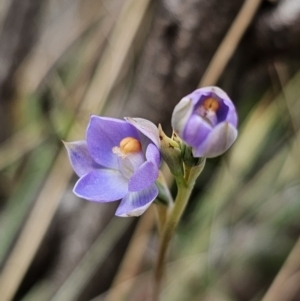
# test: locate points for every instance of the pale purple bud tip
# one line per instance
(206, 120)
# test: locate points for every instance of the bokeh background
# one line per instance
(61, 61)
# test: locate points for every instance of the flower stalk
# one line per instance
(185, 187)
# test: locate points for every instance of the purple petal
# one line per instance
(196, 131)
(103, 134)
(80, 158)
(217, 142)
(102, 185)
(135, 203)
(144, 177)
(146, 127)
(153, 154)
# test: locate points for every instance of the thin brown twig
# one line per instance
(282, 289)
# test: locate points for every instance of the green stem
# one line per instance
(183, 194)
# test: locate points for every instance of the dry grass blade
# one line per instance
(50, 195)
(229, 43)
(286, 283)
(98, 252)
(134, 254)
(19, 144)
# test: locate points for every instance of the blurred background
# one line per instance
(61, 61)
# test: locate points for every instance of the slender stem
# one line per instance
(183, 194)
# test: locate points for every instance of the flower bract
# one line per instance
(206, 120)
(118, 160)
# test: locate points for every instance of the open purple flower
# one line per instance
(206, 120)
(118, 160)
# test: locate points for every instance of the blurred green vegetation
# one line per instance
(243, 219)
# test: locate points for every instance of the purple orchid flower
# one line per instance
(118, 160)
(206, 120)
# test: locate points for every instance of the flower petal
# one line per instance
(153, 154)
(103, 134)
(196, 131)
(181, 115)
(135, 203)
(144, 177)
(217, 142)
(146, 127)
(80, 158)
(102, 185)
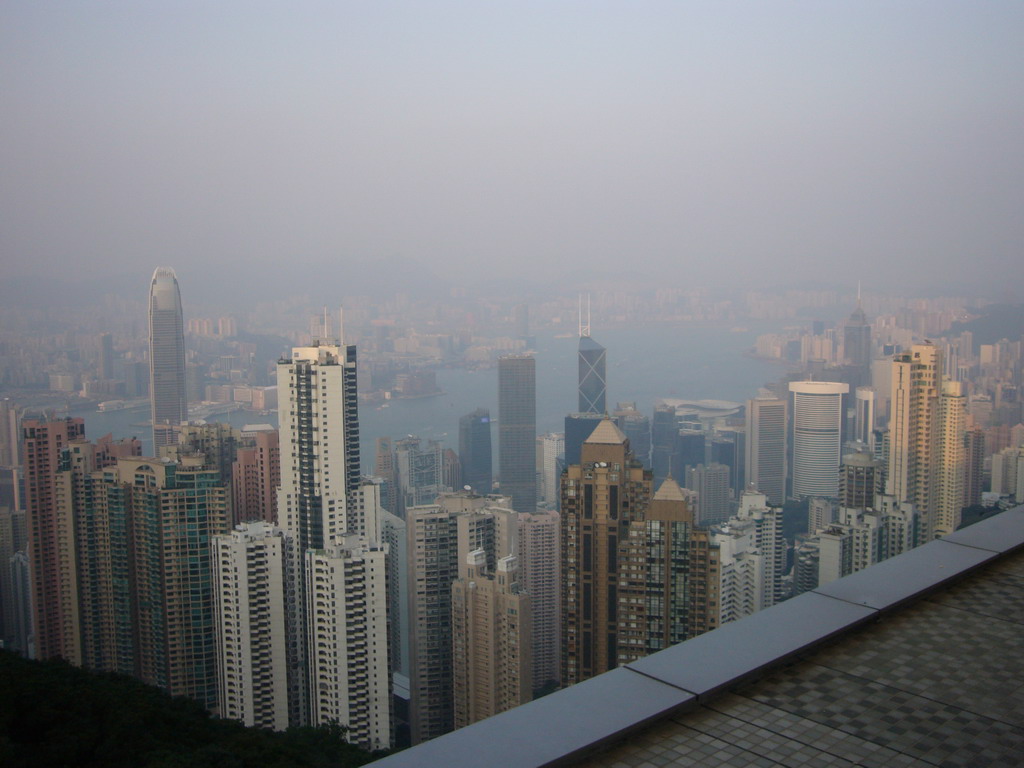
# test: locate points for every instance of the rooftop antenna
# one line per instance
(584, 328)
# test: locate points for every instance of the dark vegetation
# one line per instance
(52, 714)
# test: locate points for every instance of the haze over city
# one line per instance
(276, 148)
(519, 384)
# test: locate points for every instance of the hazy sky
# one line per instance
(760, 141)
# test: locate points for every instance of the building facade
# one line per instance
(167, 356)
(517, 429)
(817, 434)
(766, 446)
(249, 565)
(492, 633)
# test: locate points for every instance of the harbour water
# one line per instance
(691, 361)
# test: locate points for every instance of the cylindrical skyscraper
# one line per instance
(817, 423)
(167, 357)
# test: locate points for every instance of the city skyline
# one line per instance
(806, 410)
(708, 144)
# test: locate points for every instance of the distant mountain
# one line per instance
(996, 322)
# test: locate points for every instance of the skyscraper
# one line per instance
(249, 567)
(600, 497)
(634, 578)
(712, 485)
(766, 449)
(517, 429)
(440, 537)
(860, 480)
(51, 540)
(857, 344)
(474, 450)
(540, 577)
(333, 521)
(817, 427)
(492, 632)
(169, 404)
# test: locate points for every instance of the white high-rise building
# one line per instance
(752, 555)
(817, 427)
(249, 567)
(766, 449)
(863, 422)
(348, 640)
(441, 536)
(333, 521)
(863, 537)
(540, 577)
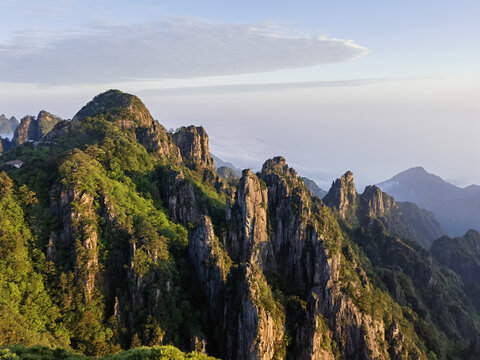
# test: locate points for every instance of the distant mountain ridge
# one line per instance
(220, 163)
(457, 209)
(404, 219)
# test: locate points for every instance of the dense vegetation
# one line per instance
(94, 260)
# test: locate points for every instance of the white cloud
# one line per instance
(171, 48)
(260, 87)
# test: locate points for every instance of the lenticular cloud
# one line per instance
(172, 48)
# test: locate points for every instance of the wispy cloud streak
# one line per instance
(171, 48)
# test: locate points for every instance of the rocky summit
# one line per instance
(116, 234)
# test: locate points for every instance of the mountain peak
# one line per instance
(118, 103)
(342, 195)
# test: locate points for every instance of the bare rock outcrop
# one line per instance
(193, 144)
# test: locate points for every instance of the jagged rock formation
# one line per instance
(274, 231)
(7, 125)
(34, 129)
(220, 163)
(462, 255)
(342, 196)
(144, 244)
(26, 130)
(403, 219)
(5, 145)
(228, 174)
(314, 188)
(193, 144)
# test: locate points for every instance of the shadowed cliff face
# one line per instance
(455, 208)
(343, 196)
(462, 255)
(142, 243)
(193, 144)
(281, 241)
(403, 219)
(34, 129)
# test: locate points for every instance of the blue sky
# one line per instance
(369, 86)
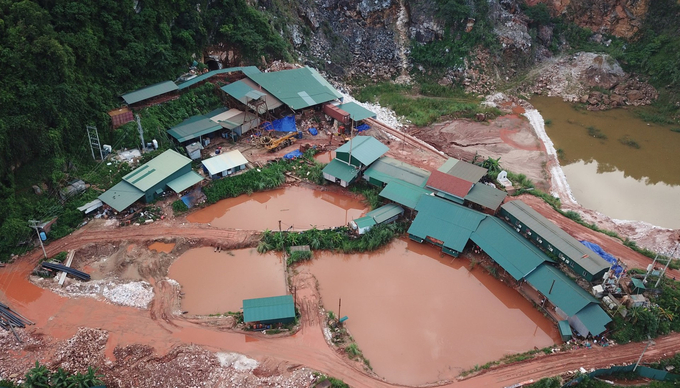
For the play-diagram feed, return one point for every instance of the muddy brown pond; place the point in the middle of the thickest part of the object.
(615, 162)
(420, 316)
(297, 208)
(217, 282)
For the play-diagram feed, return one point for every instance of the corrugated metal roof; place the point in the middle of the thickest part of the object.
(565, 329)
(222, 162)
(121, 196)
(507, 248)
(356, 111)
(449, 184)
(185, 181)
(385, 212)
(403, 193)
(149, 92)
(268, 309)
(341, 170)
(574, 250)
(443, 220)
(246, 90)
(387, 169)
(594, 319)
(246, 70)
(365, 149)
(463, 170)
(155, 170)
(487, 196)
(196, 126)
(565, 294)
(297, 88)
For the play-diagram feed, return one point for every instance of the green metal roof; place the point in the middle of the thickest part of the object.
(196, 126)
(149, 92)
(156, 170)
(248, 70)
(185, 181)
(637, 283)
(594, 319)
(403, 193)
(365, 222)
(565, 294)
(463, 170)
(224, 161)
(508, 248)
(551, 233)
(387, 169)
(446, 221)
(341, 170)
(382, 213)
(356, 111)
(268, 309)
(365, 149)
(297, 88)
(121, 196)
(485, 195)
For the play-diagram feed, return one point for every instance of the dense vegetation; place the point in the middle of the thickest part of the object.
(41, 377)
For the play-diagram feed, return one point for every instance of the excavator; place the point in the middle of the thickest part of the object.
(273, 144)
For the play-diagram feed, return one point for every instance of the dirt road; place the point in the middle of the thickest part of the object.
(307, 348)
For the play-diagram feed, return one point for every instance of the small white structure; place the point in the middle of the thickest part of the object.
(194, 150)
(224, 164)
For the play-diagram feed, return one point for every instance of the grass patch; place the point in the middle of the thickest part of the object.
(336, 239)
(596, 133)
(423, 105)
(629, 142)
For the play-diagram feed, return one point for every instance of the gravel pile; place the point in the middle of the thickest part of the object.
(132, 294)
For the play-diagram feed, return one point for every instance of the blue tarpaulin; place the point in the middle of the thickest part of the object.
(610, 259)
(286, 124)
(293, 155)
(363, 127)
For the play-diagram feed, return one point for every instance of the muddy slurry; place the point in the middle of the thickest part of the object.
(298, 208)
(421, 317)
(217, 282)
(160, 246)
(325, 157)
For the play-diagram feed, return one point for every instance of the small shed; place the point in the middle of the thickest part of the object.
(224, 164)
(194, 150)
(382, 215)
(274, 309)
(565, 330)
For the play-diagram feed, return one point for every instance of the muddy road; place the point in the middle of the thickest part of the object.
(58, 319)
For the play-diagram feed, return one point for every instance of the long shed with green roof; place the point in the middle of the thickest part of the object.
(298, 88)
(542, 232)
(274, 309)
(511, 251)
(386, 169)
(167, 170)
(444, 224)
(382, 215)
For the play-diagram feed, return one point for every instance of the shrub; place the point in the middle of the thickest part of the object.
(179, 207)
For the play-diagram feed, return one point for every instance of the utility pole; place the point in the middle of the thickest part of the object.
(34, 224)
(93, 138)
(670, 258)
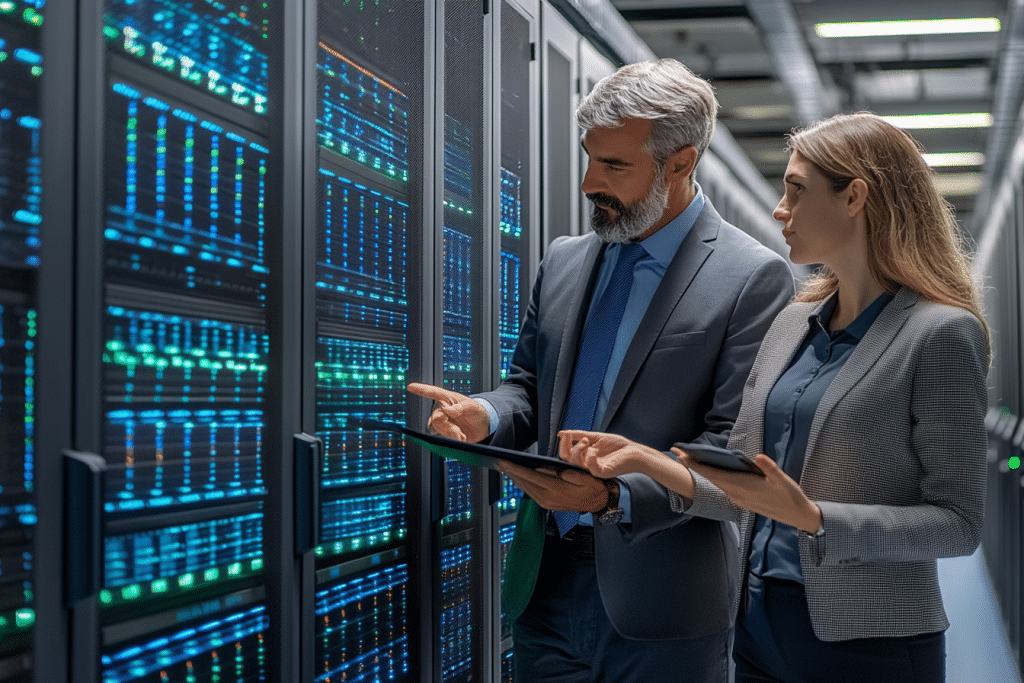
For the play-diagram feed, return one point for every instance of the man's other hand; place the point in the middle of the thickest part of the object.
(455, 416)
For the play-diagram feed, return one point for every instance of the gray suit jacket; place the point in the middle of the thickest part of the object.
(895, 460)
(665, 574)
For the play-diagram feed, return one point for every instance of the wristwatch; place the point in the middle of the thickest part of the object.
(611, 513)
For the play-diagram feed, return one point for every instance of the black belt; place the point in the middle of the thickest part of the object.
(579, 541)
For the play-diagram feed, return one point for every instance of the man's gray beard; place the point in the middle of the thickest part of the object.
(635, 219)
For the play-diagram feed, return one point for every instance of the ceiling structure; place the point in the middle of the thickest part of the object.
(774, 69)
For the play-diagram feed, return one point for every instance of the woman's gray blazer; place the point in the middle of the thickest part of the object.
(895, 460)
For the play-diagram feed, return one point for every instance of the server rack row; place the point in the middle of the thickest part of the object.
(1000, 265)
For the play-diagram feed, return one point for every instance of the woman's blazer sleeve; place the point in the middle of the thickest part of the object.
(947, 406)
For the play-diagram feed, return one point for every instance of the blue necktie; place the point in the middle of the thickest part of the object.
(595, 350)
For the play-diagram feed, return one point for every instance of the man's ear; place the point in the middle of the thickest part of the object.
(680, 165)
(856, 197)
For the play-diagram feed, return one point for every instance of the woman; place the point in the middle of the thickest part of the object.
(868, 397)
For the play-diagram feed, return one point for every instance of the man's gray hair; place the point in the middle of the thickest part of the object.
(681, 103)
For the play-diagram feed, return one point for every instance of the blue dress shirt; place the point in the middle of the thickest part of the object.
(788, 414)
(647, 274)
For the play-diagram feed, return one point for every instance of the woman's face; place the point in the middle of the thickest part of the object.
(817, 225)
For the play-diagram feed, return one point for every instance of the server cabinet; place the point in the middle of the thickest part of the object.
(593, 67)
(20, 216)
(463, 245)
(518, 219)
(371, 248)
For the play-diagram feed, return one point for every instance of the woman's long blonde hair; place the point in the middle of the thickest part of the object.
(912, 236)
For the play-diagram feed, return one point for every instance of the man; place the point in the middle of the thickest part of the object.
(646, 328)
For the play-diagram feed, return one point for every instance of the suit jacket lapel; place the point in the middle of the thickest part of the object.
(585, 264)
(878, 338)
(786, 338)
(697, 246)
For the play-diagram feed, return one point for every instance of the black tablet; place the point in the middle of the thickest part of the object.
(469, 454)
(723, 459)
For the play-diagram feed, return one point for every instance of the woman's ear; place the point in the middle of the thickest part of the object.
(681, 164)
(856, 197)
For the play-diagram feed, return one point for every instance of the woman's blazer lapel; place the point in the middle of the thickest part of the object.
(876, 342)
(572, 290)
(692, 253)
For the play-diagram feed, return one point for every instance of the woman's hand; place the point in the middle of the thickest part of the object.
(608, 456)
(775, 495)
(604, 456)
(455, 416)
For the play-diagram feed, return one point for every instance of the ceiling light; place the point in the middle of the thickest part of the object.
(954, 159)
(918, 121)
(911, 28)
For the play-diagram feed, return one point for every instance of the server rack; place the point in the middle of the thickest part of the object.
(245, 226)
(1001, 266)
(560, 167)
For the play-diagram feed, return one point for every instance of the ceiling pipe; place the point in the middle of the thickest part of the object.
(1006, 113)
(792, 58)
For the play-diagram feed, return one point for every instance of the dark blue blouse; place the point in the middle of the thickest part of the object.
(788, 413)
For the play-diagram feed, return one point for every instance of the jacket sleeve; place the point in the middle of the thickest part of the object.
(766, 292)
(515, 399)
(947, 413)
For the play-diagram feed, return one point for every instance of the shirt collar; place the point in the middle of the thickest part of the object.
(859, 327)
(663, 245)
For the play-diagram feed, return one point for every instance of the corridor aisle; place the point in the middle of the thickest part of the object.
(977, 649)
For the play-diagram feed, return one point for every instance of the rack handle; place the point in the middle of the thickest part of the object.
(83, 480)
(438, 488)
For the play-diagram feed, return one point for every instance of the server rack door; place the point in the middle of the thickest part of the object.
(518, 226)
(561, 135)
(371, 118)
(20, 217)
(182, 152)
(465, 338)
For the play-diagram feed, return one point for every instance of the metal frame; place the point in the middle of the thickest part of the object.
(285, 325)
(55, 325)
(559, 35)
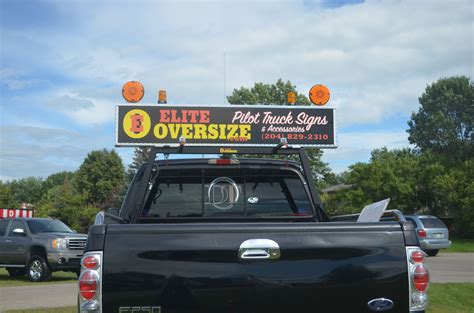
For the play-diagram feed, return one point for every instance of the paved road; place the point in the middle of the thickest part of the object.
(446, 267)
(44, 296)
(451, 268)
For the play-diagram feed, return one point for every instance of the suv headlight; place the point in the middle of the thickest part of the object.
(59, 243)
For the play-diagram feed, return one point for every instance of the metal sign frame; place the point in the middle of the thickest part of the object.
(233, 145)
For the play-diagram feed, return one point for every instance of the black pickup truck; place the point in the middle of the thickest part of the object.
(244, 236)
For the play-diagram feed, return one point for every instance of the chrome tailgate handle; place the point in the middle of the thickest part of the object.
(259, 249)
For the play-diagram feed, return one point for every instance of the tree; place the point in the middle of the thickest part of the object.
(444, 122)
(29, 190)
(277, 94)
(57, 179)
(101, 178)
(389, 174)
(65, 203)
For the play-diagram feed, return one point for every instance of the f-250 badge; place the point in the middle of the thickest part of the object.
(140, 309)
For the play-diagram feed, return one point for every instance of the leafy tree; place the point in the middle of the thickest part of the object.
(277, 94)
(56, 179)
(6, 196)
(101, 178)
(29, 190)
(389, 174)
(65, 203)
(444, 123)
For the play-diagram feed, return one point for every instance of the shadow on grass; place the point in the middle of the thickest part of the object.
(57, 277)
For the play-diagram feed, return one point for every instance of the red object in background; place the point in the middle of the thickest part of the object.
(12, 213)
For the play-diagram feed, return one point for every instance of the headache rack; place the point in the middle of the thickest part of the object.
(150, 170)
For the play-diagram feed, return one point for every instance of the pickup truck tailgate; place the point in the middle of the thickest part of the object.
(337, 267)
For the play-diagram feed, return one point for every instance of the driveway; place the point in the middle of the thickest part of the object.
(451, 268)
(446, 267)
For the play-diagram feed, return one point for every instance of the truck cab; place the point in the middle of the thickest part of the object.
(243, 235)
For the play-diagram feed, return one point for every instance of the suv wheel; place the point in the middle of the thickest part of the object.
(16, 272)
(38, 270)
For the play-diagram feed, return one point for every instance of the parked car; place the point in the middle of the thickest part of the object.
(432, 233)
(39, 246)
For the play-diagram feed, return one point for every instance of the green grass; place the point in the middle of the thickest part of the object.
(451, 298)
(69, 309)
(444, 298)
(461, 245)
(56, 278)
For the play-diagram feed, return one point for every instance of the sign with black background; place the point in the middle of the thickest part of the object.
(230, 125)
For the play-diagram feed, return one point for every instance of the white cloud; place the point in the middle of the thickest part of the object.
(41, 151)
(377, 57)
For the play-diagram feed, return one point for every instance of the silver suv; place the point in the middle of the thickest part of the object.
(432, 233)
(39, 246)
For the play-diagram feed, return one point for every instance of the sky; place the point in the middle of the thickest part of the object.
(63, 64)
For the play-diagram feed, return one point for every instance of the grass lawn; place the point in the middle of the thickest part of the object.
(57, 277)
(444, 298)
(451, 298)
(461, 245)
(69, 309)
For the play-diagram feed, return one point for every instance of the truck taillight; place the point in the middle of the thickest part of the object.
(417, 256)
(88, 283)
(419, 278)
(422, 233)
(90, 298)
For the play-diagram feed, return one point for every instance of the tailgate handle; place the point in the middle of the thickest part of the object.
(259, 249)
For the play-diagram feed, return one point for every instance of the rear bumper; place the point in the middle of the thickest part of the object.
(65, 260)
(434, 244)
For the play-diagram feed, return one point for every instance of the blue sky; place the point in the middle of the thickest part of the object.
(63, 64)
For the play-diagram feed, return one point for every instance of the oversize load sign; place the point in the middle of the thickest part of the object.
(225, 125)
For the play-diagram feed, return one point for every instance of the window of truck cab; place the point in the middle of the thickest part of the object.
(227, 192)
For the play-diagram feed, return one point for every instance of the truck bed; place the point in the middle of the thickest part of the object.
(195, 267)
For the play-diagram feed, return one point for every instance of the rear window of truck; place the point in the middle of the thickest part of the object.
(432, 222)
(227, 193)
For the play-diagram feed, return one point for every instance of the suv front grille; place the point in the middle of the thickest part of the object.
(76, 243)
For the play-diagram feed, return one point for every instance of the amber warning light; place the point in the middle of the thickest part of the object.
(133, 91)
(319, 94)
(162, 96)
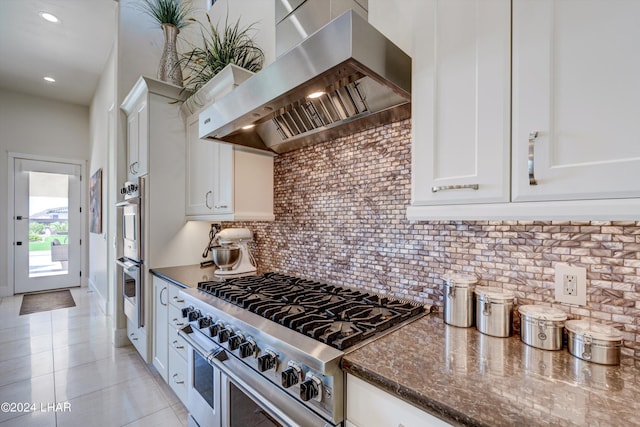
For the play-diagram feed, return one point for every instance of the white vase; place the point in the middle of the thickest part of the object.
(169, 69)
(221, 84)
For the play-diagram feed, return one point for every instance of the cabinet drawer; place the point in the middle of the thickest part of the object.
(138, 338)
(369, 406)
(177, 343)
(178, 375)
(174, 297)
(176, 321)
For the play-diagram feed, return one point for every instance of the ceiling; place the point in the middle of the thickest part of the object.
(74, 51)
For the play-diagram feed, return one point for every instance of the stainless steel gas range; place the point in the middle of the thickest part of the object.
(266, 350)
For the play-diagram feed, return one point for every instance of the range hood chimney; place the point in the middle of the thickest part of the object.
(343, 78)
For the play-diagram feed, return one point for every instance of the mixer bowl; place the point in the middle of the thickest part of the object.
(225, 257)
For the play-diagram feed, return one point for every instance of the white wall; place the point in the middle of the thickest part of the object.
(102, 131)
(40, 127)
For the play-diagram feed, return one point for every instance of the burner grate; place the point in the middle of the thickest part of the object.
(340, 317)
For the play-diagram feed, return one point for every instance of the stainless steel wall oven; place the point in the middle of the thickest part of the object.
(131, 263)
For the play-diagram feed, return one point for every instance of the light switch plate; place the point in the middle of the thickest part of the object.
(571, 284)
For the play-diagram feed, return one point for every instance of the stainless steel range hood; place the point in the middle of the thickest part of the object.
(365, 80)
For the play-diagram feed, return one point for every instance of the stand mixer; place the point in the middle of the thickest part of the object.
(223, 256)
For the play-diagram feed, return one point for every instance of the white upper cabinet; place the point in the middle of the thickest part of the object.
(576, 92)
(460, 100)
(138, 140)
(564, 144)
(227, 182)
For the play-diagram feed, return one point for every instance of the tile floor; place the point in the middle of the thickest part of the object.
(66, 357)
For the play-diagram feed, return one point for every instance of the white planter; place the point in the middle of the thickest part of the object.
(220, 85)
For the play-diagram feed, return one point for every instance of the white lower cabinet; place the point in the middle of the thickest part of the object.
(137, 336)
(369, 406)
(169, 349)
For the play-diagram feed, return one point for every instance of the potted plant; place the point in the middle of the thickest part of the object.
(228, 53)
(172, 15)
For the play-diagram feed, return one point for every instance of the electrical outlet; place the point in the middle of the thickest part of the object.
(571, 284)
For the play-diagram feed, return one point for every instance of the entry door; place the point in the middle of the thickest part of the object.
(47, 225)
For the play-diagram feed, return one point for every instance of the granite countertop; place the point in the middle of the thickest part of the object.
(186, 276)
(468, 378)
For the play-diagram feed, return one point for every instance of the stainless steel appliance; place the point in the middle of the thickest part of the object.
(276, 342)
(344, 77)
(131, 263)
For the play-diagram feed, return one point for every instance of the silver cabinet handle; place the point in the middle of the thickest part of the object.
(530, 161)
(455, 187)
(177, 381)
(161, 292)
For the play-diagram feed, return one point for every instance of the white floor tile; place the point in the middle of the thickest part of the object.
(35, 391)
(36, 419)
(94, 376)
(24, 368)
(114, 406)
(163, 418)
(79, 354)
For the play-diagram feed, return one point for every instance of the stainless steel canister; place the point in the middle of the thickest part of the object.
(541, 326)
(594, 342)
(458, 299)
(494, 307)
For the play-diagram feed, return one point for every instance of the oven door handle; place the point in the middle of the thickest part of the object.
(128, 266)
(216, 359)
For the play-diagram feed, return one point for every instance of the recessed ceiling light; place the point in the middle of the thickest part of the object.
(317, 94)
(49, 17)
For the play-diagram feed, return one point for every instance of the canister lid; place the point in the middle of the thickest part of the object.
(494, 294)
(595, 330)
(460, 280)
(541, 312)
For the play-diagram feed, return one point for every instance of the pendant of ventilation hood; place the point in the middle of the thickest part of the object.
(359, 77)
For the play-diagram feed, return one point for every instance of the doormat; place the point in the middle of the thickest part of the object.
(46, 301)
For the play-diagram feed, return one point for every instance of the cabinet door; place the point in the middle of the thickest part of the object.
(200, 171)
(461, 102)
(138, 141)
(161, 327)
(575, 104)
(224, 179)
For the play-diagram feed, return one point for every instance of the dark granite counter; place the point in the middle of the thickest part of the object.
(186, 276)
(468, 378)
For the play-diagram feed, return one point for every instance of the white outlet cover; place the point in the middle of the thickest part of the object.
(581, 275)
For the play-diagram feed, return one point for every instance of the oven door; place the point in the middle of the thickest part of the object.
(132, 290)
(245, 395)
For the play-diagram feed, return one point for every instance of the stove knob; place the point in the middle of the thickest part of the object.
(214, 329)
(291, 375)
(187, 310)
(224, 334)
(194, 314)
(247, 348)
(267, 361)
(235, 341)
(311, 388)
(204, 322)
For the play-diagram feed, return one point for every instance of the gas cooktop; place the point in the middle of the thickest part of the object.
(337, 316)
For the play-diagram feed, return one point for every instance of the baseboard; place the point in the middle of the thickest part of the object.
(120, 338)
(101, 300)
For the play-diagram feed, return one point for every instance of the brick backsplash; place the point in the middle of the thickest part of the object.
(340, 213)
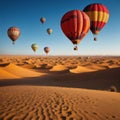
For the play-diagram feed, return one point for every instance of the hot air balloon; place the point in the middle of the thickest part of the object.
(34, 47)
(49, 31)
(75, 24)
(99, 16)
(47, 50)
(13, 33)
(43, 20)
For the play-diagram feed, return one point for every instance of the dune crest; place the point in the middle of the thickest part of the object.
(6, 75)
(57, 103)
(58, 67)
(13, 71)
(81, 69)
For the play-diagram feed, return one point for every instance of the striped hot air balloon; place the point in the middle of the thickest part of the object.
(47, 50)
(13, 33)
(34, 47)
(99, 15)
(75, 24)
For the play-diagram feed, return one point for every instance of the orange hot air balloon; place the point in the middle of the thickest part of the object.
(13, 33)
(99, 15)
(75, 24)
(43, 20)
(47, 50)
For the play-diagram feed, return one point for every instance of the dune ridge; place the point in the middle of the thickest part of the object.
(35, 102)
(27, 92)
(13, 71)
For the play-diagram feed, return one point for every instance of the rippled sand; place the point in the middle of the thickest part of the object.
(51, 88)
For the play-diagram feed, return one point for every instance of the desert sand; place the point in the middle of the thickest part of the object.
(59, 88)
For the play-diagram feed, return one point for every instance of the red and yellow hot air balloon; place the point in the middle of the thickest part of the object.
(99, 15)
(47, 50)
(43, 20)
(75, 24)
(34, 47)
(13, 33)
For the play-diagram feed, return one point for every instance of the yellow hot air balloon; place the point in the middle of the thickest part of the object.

######

- Task goal -
Write out exactly the final stretch of the records: the line containing "of the striped" and every line after it, through the last, and nothing else.

- Solution -
For the play-diagram feed, return one point for every instance of the striped hot air balloon; place the point in the middle of the thickest part of the object.
(47, 50)
(13, 33)
(34, 47)
(99, 15)
(75, 24)
For the play-diagram feed, return one point for every instance of the orange hot air balloon; place the point in the middle of the thickest part of the object.
(13, 33)
(99, 15)
(75, 24)
(43, 20)
(47, 50)
For the play-diagram feed, return one point for every instance of the dune ridge; place the point in the middle of the thickest part of the object.
(35, 102)
(27, 92)
(13, 71)
For the play-diagram feed, return one point for every instance of the rippled sand; place the point in the middle of the thickest part of the object.
(51, 88)
For the play-diagram feed, return one point for every instance of the desert sand; place the point in the middle of the thickest part of the object.
(59, 88)
For the play-diagram feed, return one point for every instance of the red and yellow hot air balloon; place the point in the middle of the thickest part of the object.
(99, 15)
(47, 50)
(43, 20)
(75, 24)
(34, 47)
(13, 33)
For the play-diagram feed, return one point for every instance of the yellow hot air balloon; place the point in the middle of the thickest part of the object.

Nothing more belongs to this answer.